WHAT YOU ARE ASKED TO DO: Word for word, restate the lines from the start of the data below through the line containing "Query: left hand".

GIVEN RECORDS:
+++

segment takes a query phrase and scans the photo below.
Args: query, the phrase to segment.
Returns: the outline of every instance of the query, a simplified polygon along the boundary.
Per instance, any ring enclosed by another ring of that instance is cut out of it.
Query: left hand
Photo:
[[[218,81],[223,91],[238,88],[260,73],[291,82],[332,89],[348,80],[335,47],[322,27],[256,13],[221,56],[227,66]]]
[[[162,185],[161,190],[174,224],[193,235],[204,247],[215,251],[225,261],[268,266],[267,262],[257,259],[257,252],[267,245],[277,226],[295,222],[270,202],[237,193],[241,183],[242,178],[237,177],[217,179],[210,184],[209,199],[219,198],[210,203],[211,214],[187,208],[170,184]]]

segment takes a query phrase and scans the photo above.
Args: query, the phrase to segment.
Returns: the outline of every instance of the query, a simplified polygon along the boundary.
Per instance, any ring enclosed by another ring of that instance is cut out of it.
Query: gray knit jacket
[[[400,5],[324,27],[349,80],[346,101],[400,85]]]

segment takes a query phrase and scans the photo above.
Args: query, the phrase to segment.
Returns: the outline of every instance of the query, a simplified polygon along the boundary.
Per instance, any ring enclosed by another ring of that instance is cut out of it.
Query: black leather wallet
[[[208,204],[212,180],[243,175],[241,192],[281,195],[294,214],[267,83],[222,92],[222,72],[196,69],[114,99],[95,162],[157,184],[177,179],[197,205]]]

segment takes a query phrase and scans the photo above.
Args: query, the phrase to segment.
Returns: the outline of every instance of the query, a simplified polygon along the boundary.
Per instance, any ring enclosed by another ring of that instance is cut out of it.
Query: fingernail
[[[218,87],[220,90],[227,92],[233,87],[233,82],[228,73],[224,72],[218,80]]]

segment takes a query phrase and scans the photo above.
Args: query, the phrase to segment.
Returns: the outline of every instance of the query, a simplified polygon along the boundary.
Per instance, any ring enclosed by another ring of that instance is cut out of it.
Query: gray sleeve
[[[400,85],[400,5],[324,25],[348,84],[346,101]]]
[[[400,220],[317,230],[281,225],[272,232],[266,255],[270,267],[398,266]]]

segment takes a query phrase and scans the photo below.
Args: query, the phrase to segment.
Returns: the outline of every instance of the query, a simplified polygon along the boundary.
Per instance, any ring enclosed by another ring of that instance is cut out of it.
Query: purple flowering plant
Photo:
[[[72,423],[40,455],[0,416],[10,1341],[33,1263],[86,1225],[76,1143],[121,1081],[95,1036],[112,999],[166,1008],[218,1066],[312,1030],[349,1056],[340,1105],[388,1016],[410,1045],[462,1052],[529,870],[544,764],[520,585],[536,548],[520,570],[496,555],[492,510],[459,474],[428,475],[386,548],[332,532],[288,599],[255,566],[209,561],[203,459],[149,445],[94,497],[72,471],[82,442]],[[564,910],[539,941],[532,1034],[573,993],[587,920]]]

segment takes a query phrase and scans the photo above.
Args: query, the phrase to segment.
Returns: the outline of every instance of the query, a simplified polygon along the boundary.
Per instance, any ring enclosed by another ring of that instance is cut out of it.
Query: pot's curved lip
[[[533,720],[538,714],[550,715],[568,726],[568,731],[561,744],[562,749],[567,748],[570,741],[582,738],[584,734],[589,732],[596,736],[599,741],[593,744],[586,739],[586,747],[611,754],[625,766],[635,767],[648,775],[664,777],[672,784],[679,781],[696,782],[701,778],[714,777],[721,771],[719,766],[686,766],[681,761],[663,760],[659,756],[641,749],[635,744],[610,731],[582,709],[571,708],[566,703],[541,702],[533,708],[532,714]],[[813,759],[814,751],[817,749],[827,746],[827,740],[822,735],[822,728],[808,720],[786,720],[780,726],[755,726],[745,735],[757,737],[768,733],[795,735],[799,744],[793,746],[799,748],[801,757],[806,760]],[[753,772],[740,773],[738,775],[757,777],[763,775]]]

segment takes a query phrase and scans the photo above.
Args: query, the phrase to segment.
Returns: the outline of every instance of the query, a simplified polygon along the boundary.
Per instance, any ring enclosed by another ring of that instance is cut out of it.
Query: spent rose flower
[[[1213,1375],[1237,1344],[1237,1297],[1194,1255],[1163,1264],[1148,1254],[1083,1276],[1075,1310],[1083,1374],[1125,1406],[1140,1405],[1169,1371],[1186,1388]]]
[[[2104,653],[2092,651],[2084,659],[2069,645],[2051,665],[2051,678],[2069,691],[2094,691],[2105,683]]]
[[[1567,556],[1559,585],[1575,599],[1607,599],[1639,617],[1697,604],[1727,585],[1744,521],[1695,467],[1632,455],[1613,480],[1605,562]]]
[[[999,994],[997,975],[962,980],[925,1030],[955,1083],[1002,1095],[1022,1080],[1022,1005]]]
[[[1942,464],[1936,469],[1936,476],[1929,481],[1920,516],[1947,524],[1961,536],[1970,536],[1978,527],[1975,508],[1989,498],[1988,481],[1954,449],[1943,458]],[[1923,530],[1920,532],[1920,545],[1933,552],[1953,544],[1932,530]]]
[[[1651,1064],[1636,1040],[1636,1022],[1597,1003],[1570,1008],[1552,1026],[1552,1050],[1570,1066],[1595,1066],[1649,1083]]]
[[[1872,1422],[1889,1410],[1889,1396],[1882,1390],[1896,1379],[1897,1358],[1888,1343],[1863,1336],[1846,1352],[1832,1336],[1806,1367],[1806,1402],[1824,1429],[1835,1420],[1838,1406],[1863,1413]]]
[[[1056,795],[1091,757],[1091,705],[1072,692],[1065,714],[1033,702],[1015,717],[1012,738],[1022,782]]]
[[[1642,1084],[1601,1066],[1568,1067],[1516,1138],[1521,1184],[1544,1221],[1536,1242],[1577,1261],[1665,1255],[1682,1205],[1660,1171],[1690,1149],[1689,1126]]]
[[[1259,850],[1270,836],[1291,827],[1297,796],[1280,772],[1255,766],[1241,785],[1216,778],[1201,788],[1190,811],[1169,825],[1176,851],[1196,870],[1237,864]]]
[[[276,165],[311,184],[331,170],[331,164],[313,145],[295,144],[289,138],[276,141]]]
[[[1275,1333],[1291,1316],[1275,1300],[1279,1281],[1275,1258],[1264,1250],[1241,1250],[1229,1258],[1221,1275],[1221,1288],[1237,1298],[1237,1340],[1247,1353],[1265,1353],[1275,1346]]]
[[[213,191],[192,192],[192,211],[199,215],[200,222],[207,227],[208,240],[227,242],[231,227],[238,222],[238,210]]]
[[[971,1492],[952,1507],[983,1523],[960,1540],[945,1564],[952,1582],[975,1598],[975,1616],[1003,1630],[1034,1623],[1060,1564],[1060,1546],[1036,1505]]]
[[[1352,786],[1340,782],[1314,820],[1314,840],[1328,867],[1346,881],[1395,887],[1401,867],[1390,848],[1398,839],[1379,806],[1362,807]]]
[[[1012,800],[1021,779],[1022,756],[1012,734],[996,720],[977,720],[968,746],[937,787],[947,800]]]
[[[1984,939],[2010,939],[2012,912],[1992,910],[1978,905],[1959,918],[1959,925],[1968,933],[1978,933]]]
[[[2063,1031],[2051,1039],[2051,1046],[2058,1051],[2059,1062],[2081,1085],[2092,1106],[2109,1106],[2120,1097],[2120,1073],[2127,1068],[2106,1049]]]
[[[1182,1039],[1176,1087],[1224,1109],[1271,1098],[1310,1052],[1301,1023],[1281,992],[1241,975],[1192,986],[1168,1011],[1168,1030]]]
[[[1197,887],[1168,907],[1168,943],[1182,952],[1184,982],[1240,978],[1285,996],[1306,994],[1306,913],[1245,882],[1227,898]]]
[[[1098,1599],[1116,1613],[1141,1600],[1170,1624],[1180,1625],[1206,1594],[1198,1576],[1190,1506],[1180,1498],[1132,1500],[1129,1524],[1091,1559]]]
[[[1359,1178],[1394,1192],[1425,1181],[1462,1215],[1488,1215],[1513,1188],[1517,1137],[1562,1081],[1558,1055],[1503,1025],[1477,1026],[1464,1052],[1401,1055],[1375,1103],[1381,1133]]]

+++

FINAL ANSWER:
segment takes a query phrase and scans the photo below.
Args: query, the phrase to segment.
Returns: the outline of every instance of the query, a simplified polygon along the boundary.
Per instance, any ring enclosed by another ring of that instance is cut out of it.
Query: left hand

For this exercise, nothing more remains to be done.